DOCUMENT PASSAGE:
----

\documentclass[12pt]{article}
\textheight 9.5in
\textwidth 6.6in
\parskip=0in
\parindent=0.167in
\oddsidemargin -.1in
\evensidemargin -.1in
\topmargin -.4in
\headsep 0in
\topsep 0in
%\input{KWRmacs.tex}

\newcommand{\set}[1]{\{\,#1\,\}}
\newcommand     {\Choose} [2]   {(\,^{#1}_{#2}\,)}
\newcommand{\Nat}{{\rm \bf N}}
\newcommand{\into}{\longrightarrow}

\begin{document}
\pagestyle{empty}
\thispagestyle{empty}
\sloppy
\noindent
{\large\bf
\begin{tabular*}{\textwidth}
{@{}l@{\extracolsep{\fill}}c@{\extracolsep{\fill}}r@{}}
CSE250, Fall 2009& Assignment 3 & Due Fri.\ 10/9, 11:59pm
\end{tabular*}
}

\centerline{\it Programming Exercise: A Phrase Class and Driver\/}
\centerline{\small\tt online submission only---no hardcopy}

\smallskip
\noindent
{\bf Reading:}

{\em Before Friday (10/2) class\/}, read this assignment sheet and the
files it references, namely {\tt StringClient.cpp} (posted PS1 answer key)
and {\tt main} in {\tt stringsorts.cpp}.
Also read Chapter~3, sections 3.3 and 3.5--3.6, skimming 3.4.
[Note that {\tt stringsorts.cpp} will compile only on {\tt timberlake},
and only with a trailing {\tt -lrt} after {\tt g++} and the
filename, because of its high-resolution timing code.  You do not need
to read or use the timing parts.]

{\em For next week\/}, read all of 
sections 4.1--4.4, and read about ``Function Objects'' on
pages 303--306 (which don't depend so much on the section 4.10 context).
Then read the C++ code file {\tt RealFn.h}
and its driver {\tt Newton.cpp}.  
Also glance at {\tt CPUTimer.h} just in terms of section 4.4
but in reverse---how undoing a pointer field removes the need for
any of the ``big 3.''
Read section 4.5, but lectures may postpone its details until Ch.~5.
Finally compare how the
array-style code in {\tt stringsorts.cpp} relates to the 
iterator code in {\tt templatesorts.cpp}, as a lead-in to
sections 4.6--4.10 and Week~7.

\bigskip
\noindent
{\bf Short Task Statement}

We want to check how often an author uses phrases in which the
words get progressively longer---or shorter.
A guy who uses words longer growing exhibits mounting verbosity;
meanwhile writers getting briefer should soon come to a .

----

Records
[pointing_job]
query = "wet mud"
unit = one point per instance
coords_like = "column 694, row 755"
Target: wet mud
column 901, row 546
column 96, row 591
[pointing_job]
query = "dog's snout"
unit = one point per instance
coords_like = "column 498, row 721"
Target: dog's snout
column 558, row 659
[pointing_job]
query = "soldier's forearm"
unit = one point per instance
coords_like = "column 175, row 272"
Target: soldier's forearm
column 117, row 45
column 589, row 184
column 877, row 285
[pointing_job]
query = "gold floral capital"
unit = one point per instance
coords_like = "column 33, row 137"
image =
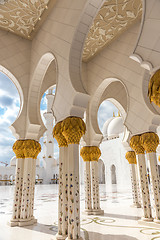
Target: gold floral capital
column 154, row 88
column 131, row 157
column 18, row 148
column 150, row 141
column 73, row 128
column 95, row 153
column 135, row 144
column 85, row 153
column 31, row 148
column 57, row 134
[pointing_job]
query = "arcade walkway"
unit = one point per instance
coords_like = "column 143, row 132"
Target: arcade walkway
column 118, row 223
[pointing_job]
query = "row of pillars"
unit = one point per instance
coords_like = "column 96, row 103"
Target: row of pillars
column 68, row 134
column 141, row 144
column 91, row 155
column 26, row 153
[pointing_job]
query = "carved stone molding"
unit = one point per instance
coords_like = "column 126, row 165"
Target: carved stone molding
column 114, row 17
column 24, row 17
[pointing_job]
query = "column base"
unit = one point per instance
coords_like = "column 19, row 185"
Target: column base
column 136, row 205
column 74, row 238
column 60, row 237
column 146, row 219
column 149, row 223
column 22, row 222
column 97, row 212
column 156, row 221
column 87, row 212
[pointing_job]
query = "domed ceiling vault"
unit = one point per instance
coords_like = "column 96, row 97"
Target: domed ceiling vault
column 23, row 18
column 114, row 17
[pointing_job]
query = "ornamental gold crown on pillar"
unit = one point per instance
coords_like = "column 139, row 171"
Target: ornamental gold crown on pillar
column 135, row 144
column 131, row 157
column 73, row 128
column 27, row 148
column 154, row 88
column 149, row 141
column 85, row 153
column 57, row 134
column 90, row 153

----

BRIEF:
Go on with the LaTeX source of the phrase-class assignment sheet, starting right after its last line.

ANSWER FOR THIS EXERCISE:
Write in C++ a class {\tt Phrase} that wraps a vector of words
(much like {\tt StringStack} did), and
that provides the following public functionality:

\begin{verbatim}
Phrase();                      //other constructors optional
void push(string nextWord);    //see notes on "punctuation" below
string pop();
string top() const;            //top word, without effect of popping it
bool isAscending() const;
bool isDescending() const;
int size() const;
bool empty() const;
string str() const;            //return whole phrase as one string
\end{verbatim}

\bigskip
\noindent
Then write a client file with {\tt main}
that reads words from a long file
(such as {\tt Hamlet.txt}) and outputs a table of how many maximal
ascending and descending sequences of each length it found.
Also output the longest such sequence (any one in case of ties is fine),
and the total number of words read from the file.  Output to screen is fine.
Exactly what ``maximal'' means is for you to decide and explain---in
comments!  You may assume 3 is the minimum sequence length we
care about, and that no sequence will be longer than 20.

\bigskip
\noindent
{\bf What to Submit}

Files {\tt Phrase.h}, {\tt Phrase.cpp}, {\tt PhraseClientNNN.cpp},
and {\tt PhraseClient.make}, where {\tt NNN} are your initials as before.  
Plus {\em optionally\/} {\tt StringStack.h} under choices described below.


Your {\tt PhraseClient.cpp} must have {\tt int main(int argc, char** argv)}
expecting the same command-line arguments as {\tt stringsorts.cpp},
namely a text file like {\tt Hamlet.txt} and an optional number {\tt n}
of words to read.  (You can use exactly the same first thirty-odd lines
of its {\tt main}.)
Per overall course policy, your code must ``make'' and run with
{\tt g++ -Wall} on
{\tt timberlake}.  {\em Note that we are {\bf not} telling you to zip a
directory on your home machine to submit as you may have done before\/}---at
least for now we want you to use the {\tt\verb+submit_cse250+}
command as described on Assignment (1).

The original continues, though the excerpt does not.